Gabriel García Márquez

‘No hay en mis novelas una sola línea que no esté basada en la realidad.
No he inventado nada. Todo tiene una base real’
(Gabriel García Márquez)

*** *** ***

Mi infancia no tuvo libros, aunque sí excelentes narradores orales.

En la larga mesa de madera de la niñez, sin televisión, sin internet, sin teléfono, quedaba todo el espacio libre para hablar. Para escuchar.

En las vacaciones, en los viajes al campo, cada noche, un tío viejo se erigía como relator en el antiguo patio de tierra, bajo un altísimo cielo estrellado.
Mientras las sombras borraban el paisaje cercano, el remoto ritual del relato recreaba imágenes y las palabras urdían una red de impresiones.
La mayoría de los sucedidos, historias de los hombres del lugar, se ubicaban en una inmensidad rural de lejanos horizontes que la noche llenaba de magias y de miedos.
Y nuestra niñez, entre curiosa y hechizada, arrebujada de tímidos silencios, ya no estaba allí sino que transitaba los caminos de las historias, unas veces heroicas, otras melancólicas, o graciosas o tristes, exaltadas, llenas de suspensos.
En ese viaje al recuerdo, al amor, a la pena, nuestros oídos infantiles se nutrían de hechos reales mezclados con creencias, fabulaciones, mitos; que siempre se daban por ciertos, por verdaderos.

» **ÍTEMS PROPORCIONADOS**
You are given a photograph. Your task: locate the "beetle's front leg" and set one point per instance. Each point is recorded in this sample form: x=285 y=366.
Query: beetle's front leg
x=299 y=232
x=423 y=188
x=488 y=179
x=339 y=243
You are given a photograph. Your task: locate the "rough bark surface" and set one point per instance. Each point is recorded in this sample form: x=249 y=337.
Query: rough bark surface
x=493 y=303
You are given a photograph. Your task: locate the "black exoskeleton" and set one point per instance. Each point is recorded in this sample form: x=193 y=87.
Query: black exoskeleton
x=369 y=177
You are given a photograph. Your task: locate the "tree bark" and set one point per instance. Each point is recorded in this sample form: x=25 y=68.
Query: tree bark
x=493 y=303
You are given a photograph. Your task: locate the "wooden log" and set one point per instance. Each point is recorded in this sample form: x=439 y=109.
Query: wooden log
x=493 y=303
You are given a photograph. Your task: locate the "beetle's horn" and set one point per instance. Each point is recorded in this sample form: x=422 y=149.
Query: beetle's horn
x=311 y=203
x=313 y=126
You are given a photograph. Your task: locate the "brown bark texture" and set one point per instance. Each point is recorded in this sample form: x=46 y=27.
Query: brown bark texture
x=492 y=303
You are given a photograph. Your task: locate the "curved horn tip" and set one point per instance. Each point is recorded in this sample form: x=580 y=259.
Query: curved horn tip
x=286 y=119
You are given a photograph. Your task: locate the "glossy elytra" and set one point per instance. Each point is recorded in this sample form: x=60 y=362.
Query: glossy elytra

» **TAREA**
Escribe la continuación del texto sobre los relatos orales que se escuchaban de niño en el campo, empezando justo después de su última oración.

» **RESPUESTA FINAL**
Aquellos hombres eran supersticiosos por herencia de raza, y líricos por amor a la naturaleza.
Recuerdo con entrañable nostalgia a esa gente que alimentó nuestra ávida alma con perdurables emociones.
Ecos sagrados que me llegan hasta hoy.

Regresábamos a la ciudad con la cabeza llena de fantasía y el corazón agitado de tantas sensaciones.
Cuando contábamos estas historias en el pueblo, se nos tildaba de ignorantes.
El alma infantil quedaba doblemente herida.
El tío viejo, que había sido para nosotros el ‘héroe’ del que esperábamos que nunca terminara de hablar, era negado –cuando no burlado- por los ‘dueños de la verdad’.
Los hechos narrados eran ‘imposibles de suceder’.
Los realistas daban por tierra con nuestras ilusiones que para nuestra mente infantil eran absolutamente verdaderas.

Luego la vida tuvo infinitos caminos, incontables partidas.
No sé en qué remoto lanchón llegué un buen día caribeño por Magdalena a Macondo y di con el mago Melquíades, con la Cándida Eréndida, con el coronel esperando eternamente una carta que nunca llega.

Resultó que en las páginas de García Márquez estaban las historias increíbles del campo.
Estaba mi tío viejo narrando magias y mi mestiza inocencia.
Todo bajo un mismo cielo que une las historias de esta región del sur del mundo y que son comunes a los pueblos de América.
‘Lo que le pasaba a ellos también me pasaba a mí’ diría don Atahualpa.

Hoy, lo cierto, lo verdadero, es que aquella mágica realidad americana se volvió novela o cuento, llegó, incluso, a encumbradas bibliotecas y se convirtió en Premio Nobel de Literatura.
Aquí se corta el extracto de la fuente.